YOUR INSTRUCTIONS.
In your answer, transcribe all of the data exactly.

DATA FOR THIS EXERCISE.
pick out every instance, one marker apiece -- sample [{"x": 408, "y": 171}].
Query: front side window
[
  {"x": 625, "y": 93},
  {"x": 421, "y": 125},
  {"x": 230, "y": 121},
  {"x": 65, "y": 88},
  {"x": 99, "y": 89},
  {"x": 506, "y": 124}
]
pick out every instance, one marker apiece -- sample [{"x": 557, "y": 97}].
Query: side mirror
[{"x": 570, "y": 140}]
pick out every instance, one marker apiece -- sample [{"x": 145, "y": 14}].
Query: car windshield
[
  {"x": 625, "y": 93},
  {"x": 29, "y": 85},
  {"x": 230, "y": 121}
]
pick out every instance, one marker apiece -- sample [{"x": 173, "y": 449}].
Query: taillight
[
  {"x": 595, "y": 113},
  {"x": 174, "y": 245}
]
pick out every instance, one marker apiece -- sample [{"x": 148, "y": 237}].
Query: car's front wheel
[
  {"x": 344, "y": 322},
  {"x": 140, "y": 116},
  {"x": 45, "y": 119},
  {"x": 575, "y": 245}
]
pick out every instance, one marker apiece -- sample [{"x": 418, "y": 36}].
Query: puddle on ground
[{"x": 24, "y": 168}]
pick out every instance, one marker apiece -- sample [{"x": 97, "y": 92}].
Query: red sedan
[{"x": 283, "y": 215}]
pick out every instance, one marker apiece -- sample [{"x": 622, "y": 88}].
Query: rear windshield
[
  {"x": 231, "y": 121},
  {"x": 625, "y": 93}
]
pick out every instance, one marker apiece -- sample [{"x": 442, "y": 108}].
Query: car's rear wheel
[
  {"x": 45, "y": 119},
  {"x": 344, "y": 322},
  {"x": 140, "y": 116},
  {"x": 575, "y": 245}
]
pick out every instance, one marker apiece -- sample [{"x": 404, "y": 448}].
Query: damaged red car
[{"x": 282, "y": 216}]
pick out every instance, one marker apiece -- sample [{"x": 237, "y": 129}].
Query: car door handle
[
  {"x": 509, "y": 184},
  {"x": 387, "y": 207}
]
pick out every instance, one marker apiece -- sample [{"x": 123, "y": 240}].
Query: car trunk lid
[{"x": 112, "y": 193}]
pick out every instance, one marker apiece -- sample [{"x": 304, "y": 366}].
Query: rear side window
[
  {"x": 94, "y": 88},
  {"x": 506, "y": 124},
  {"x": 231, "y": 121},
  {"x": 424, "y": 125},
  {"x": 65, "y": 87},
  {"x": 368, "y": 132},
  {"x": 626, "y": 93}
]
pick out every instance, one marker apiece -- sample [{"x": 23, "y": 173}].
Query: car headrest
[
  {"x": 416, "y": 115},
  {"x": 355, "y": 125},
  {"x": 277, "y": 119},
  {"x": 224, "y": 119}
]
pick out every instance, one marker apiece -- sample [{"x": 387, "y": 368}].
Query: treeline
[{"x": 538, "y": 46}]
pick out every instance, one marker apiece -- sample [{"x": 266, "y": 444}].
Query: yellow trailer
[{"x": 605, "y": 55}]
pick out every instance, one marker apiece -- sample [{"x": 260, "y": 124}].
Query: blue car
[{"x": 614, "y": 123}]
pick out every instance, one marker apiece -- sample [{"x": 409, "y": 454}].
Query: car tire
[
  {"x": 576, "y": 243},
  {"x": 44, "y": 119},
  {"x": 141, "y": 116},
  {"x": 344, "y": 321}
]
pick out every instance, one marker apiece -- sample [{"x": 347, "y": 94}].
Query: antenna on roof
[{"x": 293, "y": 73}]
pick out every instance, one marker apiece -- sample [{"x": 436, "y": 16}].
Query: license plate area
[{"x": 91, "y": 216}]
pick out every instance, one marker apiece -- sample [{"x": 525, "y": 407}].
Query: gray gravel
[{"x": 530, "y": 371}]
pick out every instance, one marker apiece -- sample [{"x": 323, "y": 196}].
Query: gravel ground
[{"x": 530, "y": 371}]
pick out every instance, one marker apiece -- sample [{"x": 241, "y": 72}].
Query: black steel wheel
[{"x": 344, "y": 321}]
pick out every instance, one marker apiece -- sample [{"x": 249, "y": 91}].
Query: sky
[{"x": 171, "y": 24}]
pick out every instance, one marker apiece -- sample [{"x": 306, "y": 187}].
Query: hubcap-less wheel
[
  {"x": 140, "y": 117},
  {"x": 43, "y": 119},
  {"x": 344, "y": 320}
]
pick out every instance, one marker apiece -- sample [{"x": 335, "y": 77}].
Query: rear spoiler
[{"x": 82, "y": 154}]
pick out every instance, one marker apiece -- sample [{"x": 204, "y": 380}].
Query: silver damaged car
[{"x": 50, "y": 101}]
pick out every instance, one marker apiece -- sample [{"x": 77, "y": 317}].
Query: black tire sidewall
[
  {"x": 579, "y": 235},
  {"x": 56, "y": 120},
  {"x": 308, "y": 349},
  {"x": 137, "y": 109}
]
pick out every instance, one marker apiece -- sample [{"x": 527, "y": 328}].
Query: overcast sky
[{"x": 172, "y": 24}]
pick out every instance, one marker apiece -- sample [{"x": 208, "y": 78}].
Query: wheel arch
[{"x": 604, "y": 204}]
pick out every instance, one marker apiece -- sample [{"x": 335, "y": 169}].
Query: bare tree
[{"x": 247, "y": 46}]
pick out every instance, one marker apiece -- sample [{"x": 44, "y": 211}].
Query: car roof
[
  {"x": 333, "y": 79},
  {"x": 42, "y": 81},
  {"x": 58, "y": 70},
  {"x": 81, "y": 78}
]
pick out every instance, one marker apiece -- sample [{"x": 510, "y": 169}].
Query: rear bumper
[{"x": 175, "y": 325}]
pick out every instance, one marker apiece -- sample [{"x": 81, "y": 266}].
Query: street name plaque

WRITTEN SOLUTION.
pick out every instance, one marker apiece -- sample [{"x": 408, "y": 171}].
Query: front side window
[
  {"x": 625, "y": 93},
  {"x": 421, "y": 125},
  {"x": 230, "y": 121},
  {"x": 65, "y": 88},
  {"x": 99, "y": 89},
  {"x": 506, "y": 124}
]
pick out every instance, one marker apiece -- sample [{"x": 557, "y": 97}].
Query: side mirror
[{"x": 570, "y": 140}]
pick out every instance, one marker apiece -- sample [{"x": 145, "y": 14}].
Query: car windshield
[
  {"x": 625, "y": 93},
  {"x": 29, "y": 85},
  {"x": 230, "y": 121}
]
pick out every instance, one marker apiece -- sample [{"x": 173, "y": 449}].
Query: taillight
[
  {"x": 595, "y": 113},
  {"x": 174, "y": 245}
]
pick out every instance, one marker apiece -- sample [{"x": 148, "y": 237}].
Query: car's front wheel
[
  {"x": 344, "y": 322},
  {"x": 140, "y": 116},
  {"x": 45, "y": 119},
  {"x": 575, "y": 245}
]
pick out every instance, one marker apiece -- sample [{"x": 418, "y": 36}].
Query: puddle on ground
[{"x": 24, "y": 168}]
pick out every instance, one marker apiece -- sample [{"x": 97, "y": 92}].
Query: red sedan
[{"x": 283, "y": 215}]
pick out every instance, one marker apiece -- sample [{"x": 622, "y": 88}].
Query: rear windshield
[
  {"x": 231, "y": 121},
  {"x": 625, "y": 93}
]
pick out every instance, one marker apiece -- sample [{"x": 442, "y": 108}].
Query: car's rear wheel
[
  {"x": 45, "y": 119},
  {"x": 344, "y": 322},
  {"x": 140, "y": 116},
  {"x": 575, "y": 245}
]
pick out every instance, one marker apiece -- sample [{"x": 404, "y": 448}].
Query: damaged red car
[{"x": 282, "y": 216}]
pick out every instance, one marker apiece -- sample [{"x": 237, "y": 129}].
Query: car door handle
[
  {"x": 509, "y": 184},
  {"x": 387, "y": 207}
]
pick out every instance, one marker apiece -- sample [{"x": 123, "y": 240}].
Query: car trunk lid
[{"x": 112, "y": 193}]
pick out every instance, one marker apiece -- sample [{"x": 304, "y": 366}].
Query: rear side window
[
  {"x": 94, "y": 88},
  {"x": 506, "y": 124},
  {"x": 231, "y": 121},
  {"x": 424, "y": 125},
  {"x": 65, "y": 87},
  {"x": 368, "y": 132},
  {"x": 626, "y": 93}
]
pick out every instance, one marker apiece -- sample [{"x": 23, "y": 173}].
Query: car headrest
[
  {"x": 416, "y": 115},
  {"x": 355, "y": 125},
  {"x": 277, "y": 119},
  {"x": 224, "y": 119}
]
pick out every instance, one marker apiece -- sample [{"x": 387, "y": 368}].
Query: treeline
[{"x": 538, "y": 46}]
pick out every instance, one marker apiece -- sample [{"x": 266, "y": 444}].
Query: yellow trailer
[{"x": 605, "y": 55}]
pick out every instance, one marker apiece -- sample [{"x": 260, "y": 124}].
Query: blue car
[{"x": 614, "y": 123}]
pick out every instance, one marker apiece -- sample [{"x": 409, "y": 454}].
Query: car tire
[
  {"x": 576, "y": 243},
  {"x": 44, "y": 119},
  {"x": 141, "y": 116},
  {"x": 344, "y": 321}
]
pick out every instance, one marker apiece -- sample [{"x": 347, "y": 94}].
Query: antenna on roof
[{"x": 293, "y": 73}]
pick out every instance, one marker apiece -- sample [{"x": 436, "y": 16}].
Query: license plate area
[{"x": 91, "y": 216}]
pick out every instance, one marker apiece -- sample [{"x": 525, "y": 407}].
Query: gray gravel
[{"x": 530, "y": 371}]
pick out every instance, one marker apiece -- sample [{"x": 323, "y": 196}].
Query: gravel ground
[{"x": 530, "y": 371}]
pick out every instance, one marker apiece -- sample [{"x": 241, "y": 72}].
Query: black steel wheel
[{"x": 344, "y": 321}]
pick out every instance, one marker apiece -- sample [{"x": 249, "y": 91}].
Query: sky
[{"x": 171, "y": 24}]
pick out every instance, one marker apiece -- sample [{"x": 306, "y": 187}].
Query: hubcap-less wheel
[
  {"x": 140, "y": 117},
  {"x": 43, "y": 119},
  {"x": 344, "y": 320}
]
pick out every instance, one marker apiece -- sample [{"x": 335, "y": 77}].
Query: rear spoiler
[{"x": 82, "y": 154}]
pick out every instance, one marker apiece -- sample [{"x": 204, "y": 380}].
Query: silver damaged car
[{"x": 50, "y": 101}]
pick out every instance, one marker apiece -- sample [{"x": 77, "y": 317}].
Query: black tire sidewall
[
  {"x": 579, "y": 235},
  {"x": 56, "y": 120},
  {"x": 308, "y": 349},
  {"x": 137, "y": 109}
]
pick out every instance, one marker apiece -- sample [{"x": 527, "y": 328}].
Query: overcast sky
[{"x": 172, "y": 24}]
pick out every instance, one marker apiece -- sample [{"x": 208, "y": 78}].
Query: wheel arch
[{"x": 604, "y": 204}]
pick out every instance, one marker apiece -- sample [{"x": 335, "y": 169}].
Query: bare tree
[{"x": 247, "y": 46}]
pick out every instance, one marker apiece -- sample [{"x": 44, "y": 211}].
Query: car roof
[
  {"x": 333, "y": 79},
  {"x": 42, "y": 81},
  {"x": 58, "y": 70},
  {"x": 81, "y": 78}
]
pick out every instance, one marker apiece -- sample [{"x": 510, "y": 169}].
Query: rear bumper
[{"x": 175, "y": 325}]
pick out every instance, one marker apiece -- sample [{"x": 81, "y": 266}].
Query: street name plaque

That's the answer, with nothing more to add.